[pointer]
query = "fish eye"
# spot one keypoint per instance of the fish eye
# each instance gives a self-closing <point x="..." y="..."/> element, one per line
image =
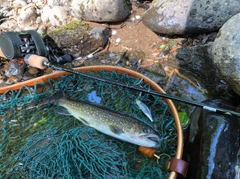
<point x="147" y="130"/>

----------

**What you are asked to do**. Only the lines from the line containing "# spot one keypoint" through the last line of the entries above should be reproduced, word for word and without pictures.

**Task answer**.
# spot one keypoint per instance of the fish eye
# each instance gives a self-closing <point x="..." y="..."/> element, one per line
image =
<point x="147" y="130"/>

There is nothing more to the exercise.